_Excerpted text:_
>>
What stood out most about Sessions’s speech is the criminal behavior he didn’t address: police abuse. For all his talk about law and order, he has made it plain that he has little interest in curtailing the problem in Baltimore and elsewhere. In March, he sent a memorandum to Justice Department leadership and U.S. attorneys nationwide, all but disavowing his own authority to prosecute police misconduct. “Local control and local accountability are necessary for effective local policing. It is not the responsibility of the federal government to manage non-federal law enforcement agencies.”

Sessions has acted on that belief by trying to scuttle police reform in Baltimore. The city, its mayor, and police commissioner had implored the Department of Justice in October 2014 to assist them with their troubled police department, and the Obama administration responded with a damning federal investigation and a mutually agreed consent decree. All that was left was for a judge to hold a hearing and sign off on the path forward, but on the eve of that hearing last April, Sessions’s lawyers insisted the government needed more time to review these measures. At the hearing, John Gore, the federal government’s acting civil rights chief, told the court that Sessions had “some grave concerns” about whether going ahead with a court-enforced reform plan was in Baltimore’s best interests.

But in Baltimore, where officials had already lost control of their police department, U.S. District Judge James Bredar was having none of it. “The problems that necessitate this consent decree are urgent,” the judge wrote in an order in April. “The parties have agreed on a detailed and reasonable approach to solving them. Now, it is time to enter the decree and thereby require all involved to get to work on repairing the many fractures so poignantly revealed by the record.”
<<
_Records provided:_
>>
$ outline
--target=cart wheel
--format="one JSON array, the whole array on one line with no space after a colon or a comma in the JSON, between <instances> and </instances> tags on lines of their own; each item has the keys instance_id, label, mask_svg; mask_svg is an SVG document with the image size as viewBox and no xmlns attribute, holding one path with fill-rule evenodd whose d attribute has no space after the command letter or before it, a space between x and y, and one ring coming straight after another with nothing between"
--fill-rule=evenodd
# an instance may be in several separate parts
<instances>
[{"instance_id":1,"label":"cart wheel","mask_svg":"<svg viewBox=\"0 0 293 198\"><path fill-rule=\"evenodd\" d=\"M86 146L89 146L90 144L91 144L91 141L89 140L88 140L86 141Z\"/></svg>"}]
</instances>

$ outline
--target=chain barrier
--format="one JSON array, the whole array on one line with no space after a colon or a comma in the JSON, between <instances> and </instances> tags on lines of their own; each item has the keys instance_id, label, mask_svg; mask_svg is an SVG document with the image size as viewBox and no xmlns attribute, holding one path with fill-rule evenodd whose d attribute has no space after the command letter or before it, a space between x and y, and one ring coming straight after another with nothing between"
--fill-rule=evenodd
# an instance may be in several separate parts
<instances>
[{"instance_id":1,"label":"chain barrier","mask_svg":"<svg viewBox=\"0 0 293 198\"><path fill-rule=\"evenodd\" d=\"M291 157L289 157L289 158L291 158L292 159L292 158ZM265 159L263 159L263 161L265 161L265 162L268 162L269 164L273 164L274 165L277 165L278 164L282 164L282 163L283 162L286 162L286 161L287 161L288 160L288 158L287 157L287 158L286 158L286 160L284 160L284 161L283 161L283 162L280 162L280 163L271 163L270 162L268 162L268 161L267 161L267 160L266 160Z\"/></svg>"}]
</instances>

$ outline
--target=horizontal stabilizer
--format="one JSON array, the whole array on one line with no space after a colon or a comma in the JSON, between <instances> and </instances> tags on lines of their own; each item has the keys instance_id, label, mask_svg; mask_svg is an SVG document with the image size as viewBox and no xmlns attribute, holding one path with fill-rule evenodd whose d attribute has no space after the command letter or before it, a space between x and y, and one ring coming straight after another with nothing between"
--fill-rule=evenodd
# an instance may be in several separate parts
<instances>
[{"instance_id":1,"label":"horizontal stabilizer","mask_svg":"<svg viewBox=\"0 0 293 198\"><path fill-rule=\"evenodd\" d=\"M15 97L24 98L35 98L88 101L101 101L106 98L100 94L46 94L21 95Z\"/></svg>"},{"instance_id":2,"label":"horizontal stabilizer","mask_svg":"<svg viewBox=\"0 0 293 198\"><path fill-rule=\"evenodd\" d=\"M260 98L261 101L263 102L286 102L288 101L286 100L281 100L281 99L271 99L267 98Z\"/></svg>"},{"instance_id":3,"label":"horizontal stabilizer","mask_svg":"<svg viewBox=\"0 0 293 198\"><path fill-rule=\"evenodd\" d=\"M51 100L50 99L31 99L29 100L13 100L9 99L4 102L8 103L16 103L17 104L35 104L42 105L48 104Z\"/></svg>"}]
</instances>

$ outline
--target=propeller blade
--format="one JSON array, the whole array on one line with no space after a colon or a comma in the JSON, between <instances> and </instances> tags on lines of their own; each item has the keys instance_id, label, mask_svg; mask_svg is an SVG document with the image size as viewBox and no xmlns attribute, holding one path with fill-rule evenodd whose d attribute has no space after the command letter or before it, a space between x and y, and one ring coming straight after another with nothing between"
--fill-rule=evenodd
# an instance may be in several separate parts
<<
_Parts of the exercise:_
(a) Condense the paragraph of the passage on Sessions and police reform that begins "Sessions has acted on that belief" into a shorter version that keeps its main facts.
(b) Reproduce word for word the stretch of the passage on Sessions and police reform that begins at the words "Sessions has acted" and stops after "Baltimore’s best interests.".
Answer using nothing beyond the passage on Sessions and police reform.

_Answers for the tasks:_
(a) Sessions tried to scuttle police reform in Baltimore. In October 2014, the city, its mayor, and its police commissioner asked the Justice Department for help with their troubled police department. The Obama administration responded with a damning federal investigation and a mutually agreed consent decree, leaving only a judge's hearing and approval. On the eve of that hearing last April, Sessions's lawyers said the government needed more time to review the measures. At the hearing, acting civil rights chief John Gore told the court that Sessions had "some grave concerns" about whether a court-enforced reform plan was in Baltimore's best interests.

(b)
Sessions has acted on that belief by trying to scuttle police reform in Baltimore. The city, its mayor, and police commissioner had implored the Department of Justice in October 2014 to assist them with their troubled police department, and the Obama administration responded with a damning federal investigation and a mutually agreed consent decree. All that was left was for a judge to hold a hearing and sign off on the path forward, but on the eve of that hearing last April, Sessions’s lawyers insisted the government needed more time to review these measures. At the hearing, John Gore, the federal government’s acting civil rights chief, told the court that Sessions had “some grave concerns” about whether going ahead with a court-enforced reform plan was in Baltimore’s best interests.